▸ Texto mostrado:
------------------------------------------------------------

MÉXICO — No hay una forma sencilla de escribir sobre el conflicto militar en Ucrania. Sobre todo, desde la posición de alguien como yo, un occidental sin incumbencia en el problema. Y ojalá esa fuera la postura de tantos periodistas que se han abalanzado a opinar sobre el tema sin conocimiento; o peor, repitiendo la agenda de Washington. Pero, sobre la geoestrategia mediática de Estados Unidos y la ética mercantil del periodismo latinoamericano ya habrá tiempo de palabrear, tal cual lo he hecho antes en este blog. Lo que me ocupa es la guerra ucraniana, y sí; porque, a pesar de que estoy lejos, ni yo ni nadie debe sentirse ajeno a lo que ocurre. El mundo está cambiando en este preciso momento. ¿Qué pasará? No lo sabemos. Lo que sí sabemos es que es algo muy importante; algo que podría cambiar el rumbo de la historia que heredamos luego de la segunda guerra mundial.
Y como siempre, para empezar, fijemos la mirada en Estados Unidos. Como casi todo lo que ocurre en el planeta, la guerra en Ucrania no podría entenderse sin la participación de Washington. Tras la derrota de Hitler en 1945 a manos de la Unión Soviética, la Casa Blanca se propuso evitar que la URSS atesorara poder sobre Europa y expandiera el socialismo en occidente. Nació la Doctrina Truman para salvar al capitalismo estadounidense del influjo comunista y, con esta, la guerra fría. Así, surgió la OTAN para proteger a EE.UU. y a sus aliados de “amenazas externas”. En contraparte, los países del Este, incluida la URSS, formaron el Pacto de Varsovia. Se fincó el “telón de acero” y el mundo se dividió. La geopolítica se mantuvo tensa mientras existió el poder soviético y no fue sino hasta 1991, cuando triunfó la contrarrevolución en Moscú, que la política de dos polos dejó de existir. Estados Unidos y sus aliados se creyeron dueños del globo. Sus títeres en la autoproclamada Federación Rusa derribaron casi toda la estructura heredada de la Revolución de Octubre. Los recursos del país, que eran administrados por el Estado proletario, pasaron a manos de los traidores, surgiendo así los nuevos magnates rusos del oro, del gas, el petróleo y las tierras. Todos ellos tuvieron nombres, todos, apoyados por el conspirador Boris Yeltsin y, detrás de él, un antiguo agente de la KGB asociado a la cúpula de la Iglesia Ortodoxa, Vladimir Putin.

------------------------------------------------------------

▸ Bloque de datos:
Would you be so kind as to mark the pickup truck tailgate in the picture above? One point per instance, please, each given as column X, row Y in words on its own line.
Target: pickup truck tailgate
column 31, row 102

------------------------------------------------------------

▸ Tareas por hacer:
1: Responde estas preguntas a partir del texto sobre la guerra en Ucrania, cada una en su propia línea.
(a) ¿Tras qué conflicto se heredó la historia cuyo rumbo, según el autor, podría cambiar?
(b) ¿Qué doctrina nació para salvar al capitalismo estadounidense del influjo comunista?
(c) ¿En qué año dejó de existir la política de dos polos?
2: Enumera todos los recursos de los que, según el texto sobre la guerra en Ucrania, surgieron los nuevos magnates rusos.
Las líneas son un material aparte del texto sobre la guerra en Ucrania.

▸ En respuesta:
1:
(a) La segunda guerra mundial.
(b) La Doctrina Truman.
(c) En 1991.

2: El oro, el gas, el petróleo y las tierras.